◆ DATASET

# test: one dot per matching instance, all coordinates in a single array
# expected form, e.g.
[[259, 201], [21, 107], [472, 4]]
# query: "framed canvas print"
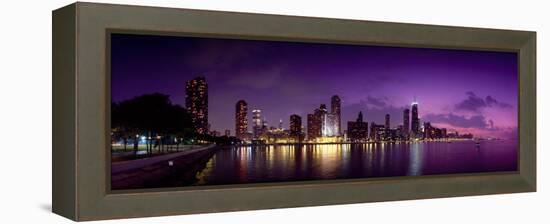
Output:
[[201, 111]]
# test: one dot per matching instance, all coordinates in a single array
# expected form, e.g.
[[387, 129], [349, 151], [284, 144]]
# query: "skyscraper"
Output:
[[406, 121], [314, 124], [358, 130], [257, 123], [336, 110], [241, 120], [196, 102], [415, 122], [387, 121], [295, 125]]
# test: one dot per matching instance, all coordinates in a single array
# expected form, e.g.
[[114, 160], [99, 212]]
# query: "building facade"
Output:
[[196, 102], [406, 125], [241, 119], [358, 130], [415, 121], [257, 123]]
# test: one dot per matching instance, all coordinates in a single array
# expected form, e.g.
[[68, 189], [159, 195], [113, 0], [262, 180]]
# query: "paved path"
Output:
[[128, 165]]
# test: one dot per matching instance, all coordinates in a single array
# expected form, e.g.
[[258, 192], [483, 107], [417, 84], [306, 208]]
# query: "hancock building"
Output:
[[323, 123]]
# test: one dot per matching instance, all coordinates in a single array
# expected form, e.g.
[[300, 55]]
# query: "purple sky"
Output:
[[467, 91]]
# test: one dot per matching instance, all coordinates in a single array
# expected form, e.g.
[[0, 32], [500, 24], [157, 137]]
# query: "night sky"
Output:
[[466, 91]]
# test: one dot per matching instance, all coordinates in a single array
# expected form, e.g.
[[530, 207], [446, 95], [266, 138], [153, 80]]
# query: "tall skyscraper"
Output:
[[358, 130], [295, 125], [336, 110], [196, 102], [314, 124], [406, 121], [257, 123], [241, 119], [415, 122]]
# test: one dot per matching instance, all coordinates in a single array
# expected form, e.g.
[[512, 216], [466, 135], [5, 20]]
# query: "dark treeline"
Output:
[[164, 125]]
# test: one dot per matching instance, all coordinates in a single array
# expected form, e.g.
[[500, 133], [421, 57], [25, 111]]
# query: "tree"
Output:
[[152, 115]]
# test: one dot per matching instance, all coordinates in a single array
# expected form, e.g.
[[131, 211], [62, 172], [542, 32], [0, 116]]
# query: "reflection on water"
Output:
[[253, 164]]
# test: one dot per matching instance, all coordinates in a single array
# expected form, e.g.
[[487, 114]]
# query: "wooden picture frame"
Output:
[[81, 111]]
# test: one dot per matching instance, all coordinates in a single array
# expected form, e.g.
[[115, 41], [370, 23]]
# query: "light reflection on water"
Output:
[[253, 164]]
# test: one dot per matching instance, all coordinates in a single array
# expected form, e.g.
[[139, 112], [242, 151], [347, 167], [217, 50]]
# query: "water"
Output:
[[255, 164]]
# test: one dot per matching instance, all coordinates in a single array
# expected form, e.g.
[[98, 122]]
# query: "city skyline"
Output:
[[283, 88]]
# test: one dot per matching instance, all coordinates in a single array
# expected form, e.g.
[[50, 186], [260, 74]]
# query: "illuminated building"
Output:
[[296, 127], [358, 130], [241, 120], [336, 111], [431, 132], [415, 121], [330, 123], [313, 127], [377, 132], [257, 123], [405, 130], [387, 121], [196, 102]]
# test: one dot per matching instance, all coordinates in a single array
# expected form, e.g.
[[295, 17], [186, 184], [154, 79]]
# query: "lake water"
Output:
[[255, 164]]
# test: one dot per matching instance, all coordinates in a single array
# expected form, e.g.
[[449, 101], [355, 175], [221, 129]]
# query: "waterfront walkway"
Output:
[[150, 171]]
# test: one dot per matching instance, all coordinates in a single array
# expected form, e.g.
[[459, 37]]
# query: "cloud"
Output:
[[490, 101], [374, 101], [472, 103], [475, 103], [261, 80], [476, 121]]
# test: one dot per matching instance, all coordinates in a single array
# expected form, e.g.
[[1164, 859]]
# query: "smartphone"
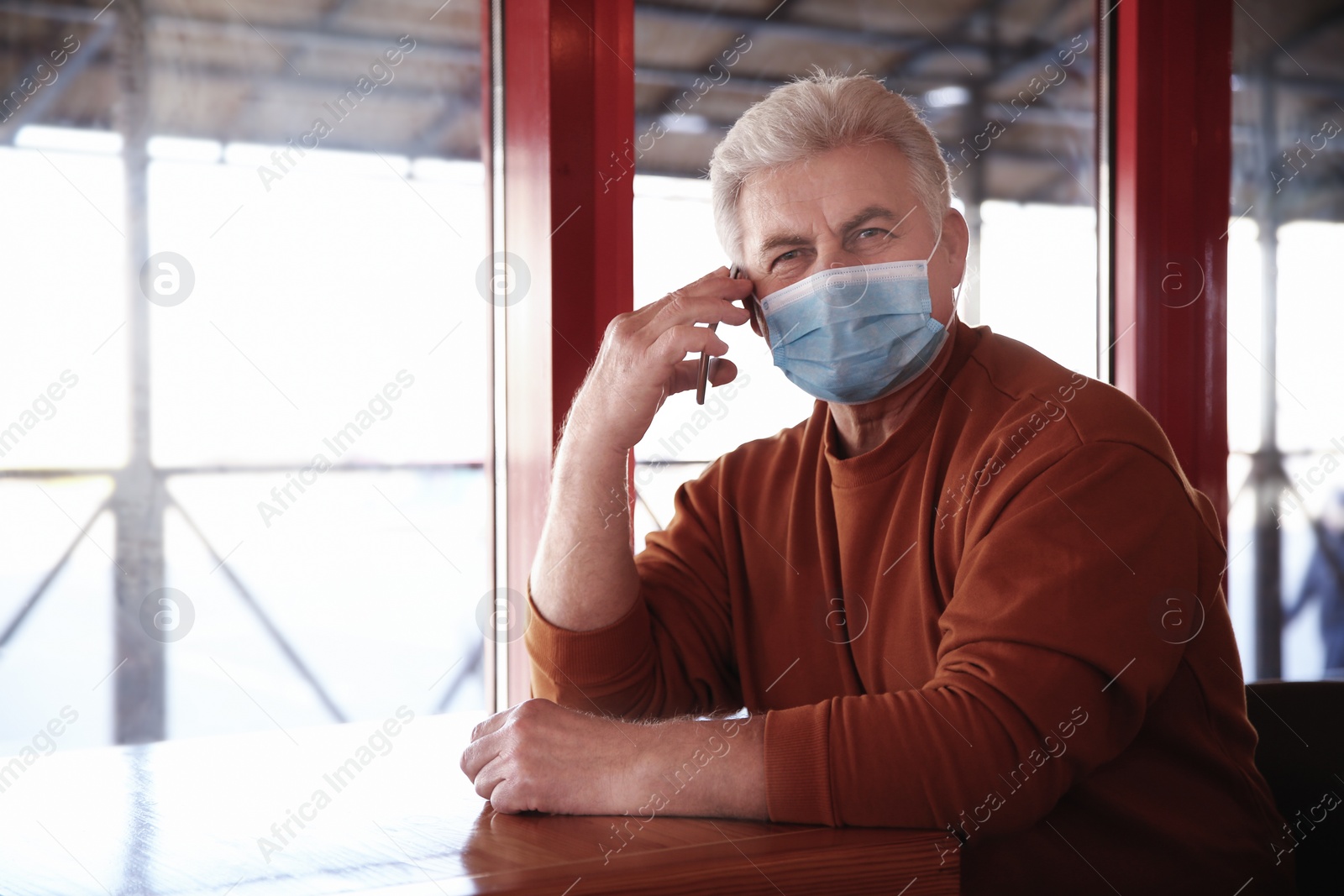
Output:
[[703, 382]]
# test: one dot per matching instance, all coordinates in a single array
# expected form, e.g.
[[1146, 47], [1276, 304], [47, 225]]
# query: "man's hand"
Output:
[[542, 757], [642, 360]]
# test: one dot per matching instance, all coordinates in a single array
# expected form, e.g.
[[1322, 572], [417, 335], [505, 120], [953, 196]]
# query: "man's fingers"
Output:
[[483, 747], [675, 343], [685, 375], [703, 302], [490, 777]]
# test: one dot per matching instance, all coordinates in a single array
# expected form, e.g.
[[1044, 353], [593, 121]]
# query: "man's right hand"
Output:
[[643, 359]]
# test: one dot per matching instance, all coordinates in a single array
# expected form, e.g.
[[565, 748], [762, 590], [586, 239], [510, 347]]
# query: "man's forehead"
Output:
[[784, 219]]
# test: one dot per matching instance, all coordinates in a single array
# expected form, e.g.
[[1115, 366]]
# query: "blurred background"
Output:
[[245, 356]]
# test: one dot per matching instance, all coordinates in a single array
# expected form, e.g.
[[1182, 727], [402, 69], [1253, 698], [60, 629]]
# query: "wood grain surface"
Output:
[[356, 809]]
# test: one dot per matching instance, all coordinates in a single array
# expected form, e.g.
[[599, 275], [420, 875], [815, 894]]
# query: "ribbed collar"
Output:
[[900, 446]]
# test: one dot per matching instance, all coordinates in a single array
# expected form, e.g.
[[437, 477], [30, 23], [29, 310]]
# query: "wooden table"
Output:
[[374, 812]]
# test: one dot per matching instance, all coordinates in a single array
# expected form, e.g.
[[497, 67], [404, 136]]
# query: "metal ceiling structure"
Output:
[[990, 74], [259, 71]]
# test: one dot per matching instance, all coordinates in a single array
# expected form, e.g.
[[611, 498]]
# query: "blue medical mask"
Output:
[[851, 335]]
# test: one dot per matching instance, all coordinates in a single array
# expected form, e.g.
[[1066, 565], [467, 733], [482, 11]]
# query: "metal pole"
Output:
[[1268, 470], [138, 500]]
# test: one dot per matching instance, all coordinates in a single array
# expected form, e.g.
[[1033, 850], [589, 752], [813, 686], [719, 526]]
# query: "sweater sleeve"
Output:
[[672, 652], [1047, 661]]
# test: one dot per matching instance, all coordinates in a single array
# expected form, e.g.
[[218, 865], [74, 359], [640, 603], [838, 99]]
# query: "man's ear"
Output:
[[759, 324]]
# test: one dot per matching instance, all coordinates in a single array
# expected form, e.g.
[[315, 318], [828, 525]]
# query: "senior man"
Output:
[[972, 593]]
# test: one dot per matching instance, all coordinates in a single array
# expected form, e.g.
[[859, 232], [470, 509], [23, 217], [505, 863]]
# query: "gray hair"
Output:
[[811, 116]]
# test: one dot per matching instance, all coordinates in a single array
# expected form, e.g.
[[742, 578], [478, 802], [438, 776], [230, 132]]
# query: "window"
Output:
[[245, 369]]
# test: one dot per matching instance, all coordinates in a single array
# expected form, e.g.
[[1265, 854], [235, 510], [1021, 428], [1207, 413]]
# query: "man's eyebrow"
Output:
[[853, 221]]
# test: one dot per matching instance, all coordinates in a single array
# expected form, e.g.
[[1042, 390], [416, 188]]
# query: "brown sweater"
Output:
[[1005, 621]]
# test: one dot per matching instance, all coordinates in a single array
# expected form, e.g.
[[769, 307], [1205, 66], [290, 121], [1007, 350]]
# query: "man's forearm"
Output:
[[584, 575]]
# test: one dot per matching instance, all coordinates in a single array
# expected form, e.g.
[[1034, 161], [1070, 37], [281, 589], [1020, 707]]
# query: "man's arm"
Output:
[[584, 574], [542, 757]]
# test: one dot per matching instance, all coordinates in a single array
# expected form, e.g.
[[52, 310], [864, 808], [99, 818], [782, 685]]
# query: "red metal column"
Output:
[[1173, 167], [569, 123]]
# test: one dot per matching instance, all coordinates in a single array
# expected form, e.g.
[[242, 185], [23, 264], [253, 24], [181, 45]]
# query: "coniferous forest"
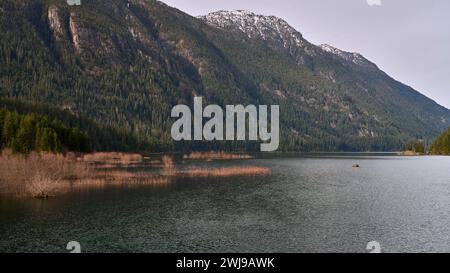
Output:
[[105, 75]]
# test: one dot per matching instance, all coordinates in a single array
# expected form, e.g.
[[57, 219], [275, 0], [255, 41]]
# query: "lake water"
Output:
[[307, 204]]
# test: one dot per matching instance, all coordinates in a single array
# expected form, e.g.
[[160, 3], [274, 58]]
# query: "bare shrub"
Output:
[[228, 171], [113, 158], [216, 156]]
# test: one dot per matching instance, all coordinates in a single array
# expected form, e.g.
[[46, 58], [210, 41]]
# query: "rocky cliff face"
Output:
[[127, 62]]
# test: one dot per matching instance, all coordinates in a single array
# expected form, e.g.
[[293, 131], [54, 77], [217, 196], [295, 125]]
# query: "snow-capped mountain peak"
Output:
[[269, 28], [355, 58]]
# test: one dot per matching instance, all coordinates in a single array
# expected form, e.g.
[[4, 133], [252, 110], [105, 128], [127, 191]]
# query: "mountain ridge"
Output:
[[126, 63]]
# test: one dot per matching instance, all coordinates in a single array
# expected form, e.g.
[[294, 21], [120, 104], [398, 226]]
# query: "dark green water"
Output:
[[306, 205]]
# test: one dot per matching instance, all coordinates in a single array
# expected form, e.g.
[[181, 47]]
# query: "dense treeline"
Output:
[[32, 132], [442, 145], [96, 137]]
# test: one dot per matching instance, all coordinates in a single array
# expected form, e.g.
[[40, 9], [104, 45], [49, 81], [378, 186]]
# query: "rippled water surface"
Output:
[[315, 204]]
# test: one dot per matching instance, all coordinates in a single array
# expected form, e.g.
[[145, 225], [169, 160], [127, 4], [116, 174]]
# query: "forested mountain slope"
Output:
[[125, 64]]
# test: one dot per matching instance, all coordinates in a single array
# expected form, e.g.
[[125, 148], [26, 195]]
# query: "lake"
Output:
[[307, 204]]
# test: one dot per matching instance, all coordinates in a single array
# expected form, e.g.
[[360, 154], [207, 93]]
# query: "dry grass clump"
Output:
[[46, 174], [216, 156], [229, 171], [168, 165], [113, 158], [39, 174]]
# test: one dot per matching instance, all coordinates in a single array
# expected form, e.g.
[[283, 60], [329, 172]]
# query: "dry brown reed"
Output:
[[228, 171], [113, 158], [216, 156]]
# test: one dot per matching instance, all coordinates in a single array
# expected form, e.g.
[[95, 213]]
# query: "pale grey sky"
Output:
[[408, 39]]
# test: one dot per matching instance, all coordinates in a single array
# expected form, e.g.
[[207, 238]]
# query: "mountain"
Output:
[[125, 64], [441, 146]]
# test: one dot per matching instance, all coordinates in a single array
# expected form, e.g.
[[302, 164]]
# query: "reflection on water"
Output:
[[315, 204]]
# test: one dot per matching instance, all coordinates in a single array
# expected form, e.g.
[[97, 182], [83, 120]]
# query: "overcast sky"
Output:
[[408, 39]]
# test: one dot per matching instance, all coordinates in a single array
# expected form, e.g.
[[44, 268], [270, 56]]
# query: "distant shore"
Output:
[[44, 175]]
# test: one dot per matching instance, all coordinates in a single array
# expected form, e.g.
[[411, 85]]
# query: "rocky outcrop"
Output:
[[55, 21]]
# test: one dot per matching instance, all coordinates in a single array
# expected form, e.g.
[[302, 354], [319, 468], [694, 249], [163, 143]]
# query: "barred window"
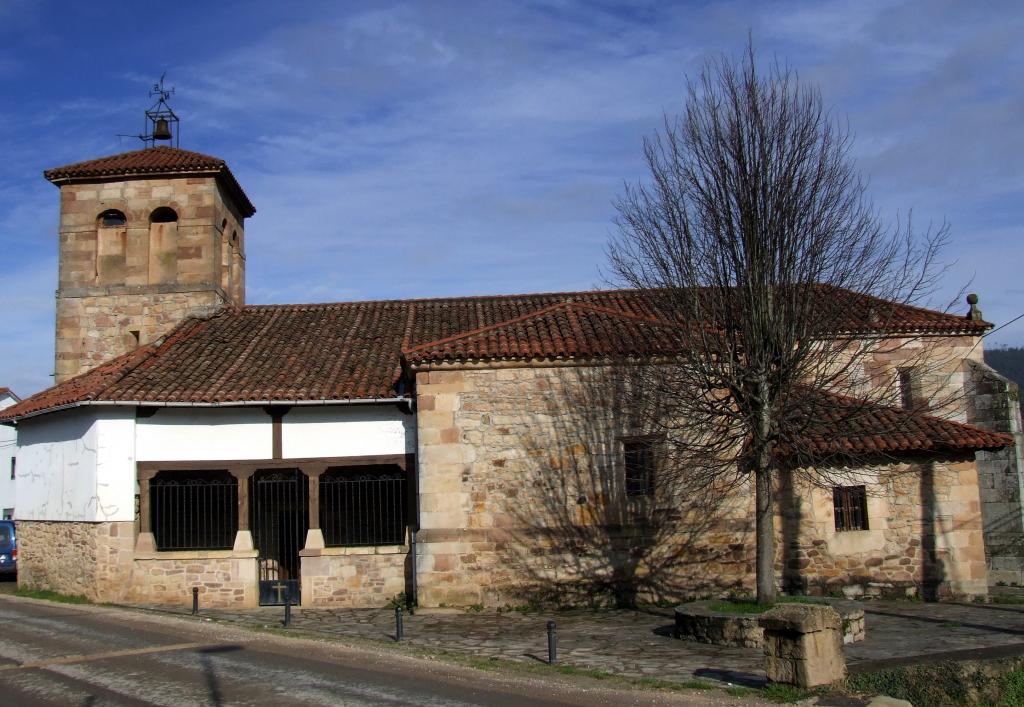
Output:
[[850, 503], [194, 510], [364, 506], [639, 457]]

◆ GIVEN PROBLEM
Determine how many lines of the data above contain the word "surface". State only the number.

◆ FULL SOLUTION
2